Format all the items below as one numbered list of lines, with blank lines and pictures omitted.

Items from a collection
• • •
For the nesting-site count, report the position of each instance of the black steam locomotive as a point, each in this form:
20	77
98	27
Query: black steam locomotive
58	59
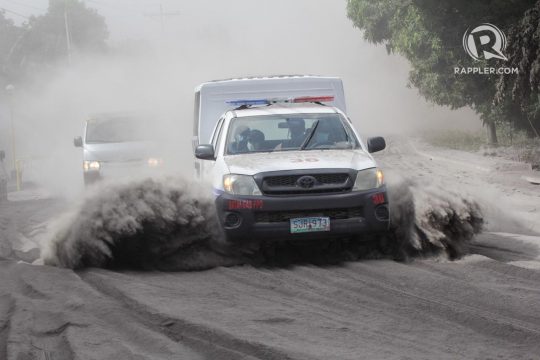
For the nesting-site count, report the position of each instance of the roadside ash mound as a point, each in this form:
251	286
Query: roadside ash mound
171	224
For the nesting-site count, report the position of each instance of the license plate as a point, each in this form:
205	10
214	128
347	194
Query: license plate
311	224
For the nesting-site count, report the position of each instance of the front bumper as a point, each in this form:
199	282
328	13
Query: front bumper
268	217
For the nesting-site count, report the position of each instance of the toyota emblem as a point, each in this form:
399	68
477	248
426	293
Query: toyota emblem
306	182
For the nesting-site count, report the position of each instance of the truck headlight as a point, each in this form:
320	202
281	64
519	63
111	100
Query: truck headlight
240	185
368	179
91	165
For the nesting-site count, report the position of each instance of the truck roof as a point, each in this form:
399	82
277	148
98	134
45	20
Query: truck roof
261	77
283	109
212	99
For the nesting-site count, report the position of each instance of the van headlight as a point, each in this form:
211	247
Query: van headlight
368	179
155	162
91	165
240	185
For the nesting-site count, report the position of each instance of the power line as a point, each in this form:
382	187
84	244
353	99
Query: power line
162	16
14	13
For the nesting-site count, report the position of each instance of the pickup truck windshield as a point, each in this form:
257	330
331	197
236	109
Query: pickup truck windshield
117	129
287	132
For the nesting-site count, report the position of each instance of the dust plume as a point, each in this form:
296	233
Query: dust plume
429	219
171	224
148	224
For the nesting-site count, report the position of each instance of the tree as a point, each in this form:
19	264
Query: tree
429	35
44	39
524	53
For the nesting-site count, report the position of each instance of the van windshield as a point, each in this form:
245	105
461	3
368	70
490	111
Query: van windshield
287	132
116	129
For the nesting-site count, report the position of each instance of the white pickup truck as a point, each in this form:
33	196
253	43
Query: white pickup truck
288	166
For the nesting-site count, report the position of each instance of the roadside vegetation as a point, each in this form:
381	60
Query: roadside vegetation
429	35
513	144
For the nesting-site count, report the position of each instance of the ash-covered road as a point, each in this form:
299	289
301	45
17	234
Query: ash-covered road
483	306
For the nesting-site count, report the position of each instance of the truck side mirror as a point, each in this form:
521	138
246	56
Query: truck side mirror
205	152
77	141
376	144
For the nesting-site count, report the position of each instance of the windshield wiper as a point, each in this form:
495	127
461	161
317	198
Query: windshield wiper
306	142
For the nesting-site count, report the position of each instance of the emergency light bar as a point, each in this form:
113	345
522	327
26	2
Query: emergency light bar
302	99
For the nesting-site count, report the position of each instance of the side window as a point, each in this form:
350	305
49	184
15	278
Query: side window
217	133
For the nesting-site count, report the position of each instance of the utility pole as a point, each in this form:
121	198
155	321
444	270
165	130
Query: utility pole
162	16
16	168
68	35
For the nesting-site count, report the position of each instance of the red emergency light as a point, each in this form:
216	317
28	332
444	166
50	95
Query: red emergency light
302	99
313	99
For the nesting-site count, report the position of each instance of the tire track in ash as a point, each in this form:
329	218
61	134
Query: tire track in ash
373	309
56	315
216	343
374	293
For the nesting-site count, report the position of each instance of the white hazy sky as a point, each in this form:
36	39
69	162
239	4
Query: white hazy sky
248	37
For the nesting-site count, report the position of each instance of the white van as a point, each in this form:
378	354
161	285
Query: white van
118	144
288	167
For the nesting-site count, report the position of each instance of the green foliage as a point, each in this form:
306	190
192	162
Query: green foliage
429	34
457	140
523	51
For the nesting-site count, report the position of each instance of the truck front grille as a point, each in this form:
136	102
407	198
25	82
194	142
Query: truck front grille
283	216
324	183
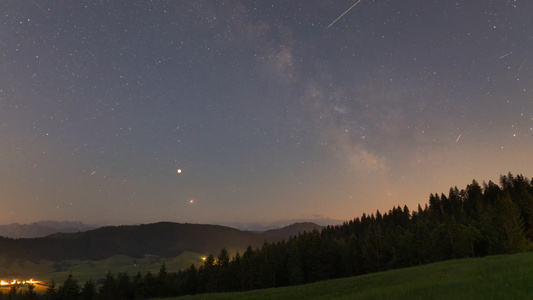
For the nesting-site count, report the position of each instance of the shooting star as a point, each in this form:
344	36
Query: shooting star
343	13
522	65
504	55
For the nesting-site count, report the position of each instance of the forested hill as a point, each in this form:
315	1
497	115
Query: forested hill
476	221
162	239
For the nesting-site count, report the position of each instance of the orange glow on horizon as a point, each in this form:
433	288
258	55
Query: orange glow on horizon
16	281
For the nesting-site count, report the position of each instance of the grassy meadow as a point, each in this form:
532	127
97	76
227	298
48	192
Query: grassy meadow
494	277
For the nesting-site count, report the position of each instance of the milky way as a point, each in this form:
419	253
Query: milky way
271	111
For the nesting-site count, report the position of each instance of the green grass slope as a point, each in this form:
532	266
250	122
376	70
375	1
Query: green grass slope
494	277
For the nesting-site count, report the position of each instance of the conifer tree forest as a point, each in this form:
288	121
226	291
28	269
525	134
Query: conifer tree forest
477	221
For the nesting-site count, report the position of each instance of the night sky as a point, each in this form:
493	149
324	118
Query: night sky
270	113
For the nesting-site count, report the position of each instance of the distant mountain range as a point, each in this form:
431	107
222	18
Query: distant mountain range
42	228
163	239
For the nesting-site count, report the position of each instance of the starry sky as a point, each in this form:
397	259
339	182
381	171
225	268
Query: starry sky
273	110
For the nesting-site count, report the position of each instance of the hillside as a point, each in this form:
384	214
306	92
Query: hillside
293	230
162	239
42	228
493	277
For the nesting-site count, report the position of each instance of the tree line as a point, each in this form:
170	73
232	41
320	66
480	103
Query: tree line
479	220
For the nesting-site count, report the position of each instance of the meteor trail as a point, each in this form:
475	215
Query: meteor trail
343	13
522	65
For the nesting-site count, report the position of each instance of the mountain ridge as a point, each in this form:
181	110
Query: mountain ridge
165	239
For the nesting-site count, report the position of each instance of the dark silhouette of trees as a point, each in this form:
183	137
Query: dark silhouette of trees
483	219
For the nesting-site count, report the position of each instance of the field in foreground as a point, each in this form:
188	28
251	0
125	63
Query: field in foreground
494	277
• • •
◆ **THE RESULT**:
1. For the nesting-site count, report the position of each instance of the black steam locomotive as a point, each in this form:
2. 20	77
3. 98	27
4. Query: black steam locomotive
5. 58	59
6. For the nesting-site count, report the position of each instance of the roadside ash mound as a point, each in this form:
7. 251	286
8. Query: roadside ash mound
9. 171	224
10. For the nesting-site count, report the position of each instance of the license plate as a point, each in this form:
11. 205	10
12. 214	128
13. 347	194
14. Query: license plate
15. 311	224
16. For the nesting-site count, report the position of each instance of the front bumper as a point, each in this form:
17. 199	282
18. 328	13
19. Query: front bumper
20. 268	217
21. For the nesting-site count, report the position of each instance of the toyota emblem as a point, each in this form:
22. 399	68
23. 477	248
24. 426	293
25. Query: toyota emblem
26. 306	182
27. For the nesting-site count, report the position of each instance of the truck headlight as a point, each in this form:
28. 320	202
29. 281	64
30. 519	63
31. 111	100
32. Query: truck headlight
33. 240	185
34. 368	179
35. 91	165
36. For the nesting-site count, report the position of each instance of the truck roof as a point, each in this form:
37. 399	82
38. 277	148
39. 98	134
40. 45	20
41. Query: truck roof
42. 261	77
43. 283	109
44. 212	99
45. For the nesting-site count, report the position of each instance of the van headlight as a point, each in this form:
46. 211	247
47. Query: van headlight
48. 368	179
49. 155	162
50. 91	165
51. 240	185
52. For the nesting-site count, report the position of each instance of the power line as a point, each in this form:
53. 382	187
54. 84	244
55. 353	99
56. Query: power line
57. 162	16
58. 14	13
59. For the nesting-site count, report the position of each instance of the pickup truck windshield as a point, each in this form:
60. 257	330
61. 331	197
62. 236	109
63. Query: pickup truck windshield
64. 117	129
65. 287	132
66. For the nesting-site count, report the position of each instance of the dust plume as a point, each in this form:
67. 296	233
68. Query: dust plume
69. 429	219
70. 171	224
71. 148	224
72. For the nesting-site count, report the position of each instance of the tree as a point, each in this form:
73. 19	264
74. Query: tree
75. 429	35
76. 44	39
77. 524	53
78. For the nesting-site count, report the position of each instance of the van windshield as a point, each in this form:
79. 245	105
80. 461	3
81. 368	70
82. 490	111
83. Query: van windshield
84. 287	132
85. 116	129
86. For the nesting-site count, report the position of each instance of the white pickup truck as a point, each in this form:
87. 33	196
88. 253	43
89. Query: white pickup truck
90. 288	166
91. For the nesting-site count, report the position of each instance of the roadside vegetation as a point, each in this form:
92. 381	60
93. Query: roadside vegetation
94. 429	35
95. 513	144
96. For the nesting-site count, report the position of each instance of the ash-covered road as a point, each in this form:
97. 299	289
98. 301	45
99. 17	234
100. Query: ash-covered road
101. 483	306
102. For the nesting-site count, report the position of each instance of the truck side mirror as a point, each in this form:
103. 521	138
104. 246	56
105. Query: truck side mirror
106. 205	152
107. 77	141
108. 376	144
109. For the nesting-site count, report the position of each instance of the windshield wiper as a point, each in this form:
110. 495	127
111. 461	161
112. 317	198
113. Query: windshield wiper
114. 306	142
115. For the nesting-site count, report the position of each instance of the emergency light bar as a point, each in this form:
116. 113	345
117. 522	327
118. 26	2
119. Query: emergency light bar
120. 302	99
121. For the nesting-site count, report the position of each instance of the side window as a point, each in this form:
122. 350	305
123. 49	184
124. 15	278
125. Query: side window
126. 217	133
127. For the nesting-site count, report the position of each instance of the utility pole as a point, each in this form:
128. 121	198
129. 155	321
130. 444	270
131. 165	130
132. Query: utility pole
133. 162	16
134. 16	168
135. 68	35
136. For the nesting-site count, report the position of each instance of the red emergency light as a point, each in this form:
137. 216	317
138. 28	332
139. 444	166
140. 50	95
141. Query: red emergency light
142. 302	99
143. 313	99
144. For the nesting-site count, report the position of each instance of the tire track in ash as a point, each in this form:
145. 329	218
146. 61	134
147. Query: tire track in ash
148. 373	309
149. 56	315
150. 216	343
151. 374	293
152. For the nesting-site count, report the position of each instance of the white hazy sky as a point, each in this form:
153. 36	39
154. 69	162
155. 239	4
156. Query: white hazy sky
157. 248	37
158. For the nesting-site count, report the position of each instance of the white van as a point, each in this form:
159. 378	354
160. 161	285
161. Query: white van
162. 118	144
163. 288	167
164. For the nesting-site count, report the position of each instance of the green foliage as a point, each in this form:
165. 306	190
166. 192	162
167. Query: green foliage
168. 429	34
169. 457	140
170. 523	51
171. For the nesting-site count, report the position of each instance of the truck front grille as a point, each in this form:
172. 136	102
173. 407	198
174. 25	82
175. 194	142
176. Query: truck front grille
177. 283	216
178. 324	183
179. For the nesting-site count, report the position of each instance of the shooting star as a point, each in this form:
180. 344	36
181. Query: shooting star
182. 343	13
183. 522	65
184. 504	55
185. For the nesting-site count, report the position of each instance of the forested hill as a point, each in this form:
186. 315	1
187. 497	115
188. Query: forested hill
189. 476	221
190. 162	239
191. For the nesting-site count, report the position of each instance of the orange glow on horizon as a point, each in this form:
192. 433	288
193. 258	55
194. Query: orange glow on horizon
195. 16	281
196. For the nesting-site count, report the position of each instance of the grassy meadow as a point, each in this form:
197. 532	127
198. 97	76
199. 227	298
200. 48	192
201. Query: grassy meadow
202. 494	277
203. For the nesting-site count, report the position of each instance of the milky way as a point, each in this form:
204. 419	253
205. Query: milky way
206. 271	111
207. For the nesting-site count, report the position of each instance of the green grass slope as a point, each in this form:
208. 532	266
209. 250	122
210. 376	70
211. 375	1
212. Query: green grass slope
213. 494	277
214. For the nesting-site count, report the position of each instance of the conifer tree forest as a point, each in this form:
215. 288	121
216. 226	291
217. 28	269
218. 525	134
219. Query: conifer tree forest
220. 477	221
221. For the nesting-site count, report the position of each instance of the night sky as a point, each in this form:
222. 493	149
223. 324	118
224. Query: night sky
225. 270	113
226. For the nesting-site count, report the position of each instance of the distant mountain range as a point, each in this form:
227. 431	107
228. 222	18
229. Query: distant mountain range
230. 42	228
231. 163	239
232. For the nesting-site count, report the position of each instance of the starry sky as a point, each in this form:
233. 397	259
234. 339	182
235. 381	171
236. 225	268
237. Query: starry sky
238. 273	110
239. For the nesting-site count, report the position of each instance of the hillside as a point, each in this form:
240. 384	214
241. 306	92
242. Query: hillside
243. 293	230
244. 162	239
245. 42	228
246. 493	277
247. For the nesting-site count, report the position of each instance of the tree line as a point, each in this form:
248. 170	73
249. 232	41
250. 320	66
251. 480	103
252. Query: tree line
253. 479	220
254. For the nesting-site count, report the position of each instance of the meteor trail as a point, each in this form:
255. 475	215
256. Query: meteor trail
257. 343	13
258. 522	65
259. For the nesting-site count, report the position of each instance of the mountain ridge as a point, each in this form:
260. 181	110
261. Query: mountain ridge
262. 165	239
263. For the nesting-site count, report the position of each instance of the dark silhouette of trees as a point, each in this form:
264. 183	137
265. Query: dark silhouette of trees
266. 483	219
267. For the nesting-site count, report the position of each instance of the field in foreground as a point, each in this form:
268. 188	28
269. 251	0
270. 125	63
271. Query: field in foreground
272. 494	277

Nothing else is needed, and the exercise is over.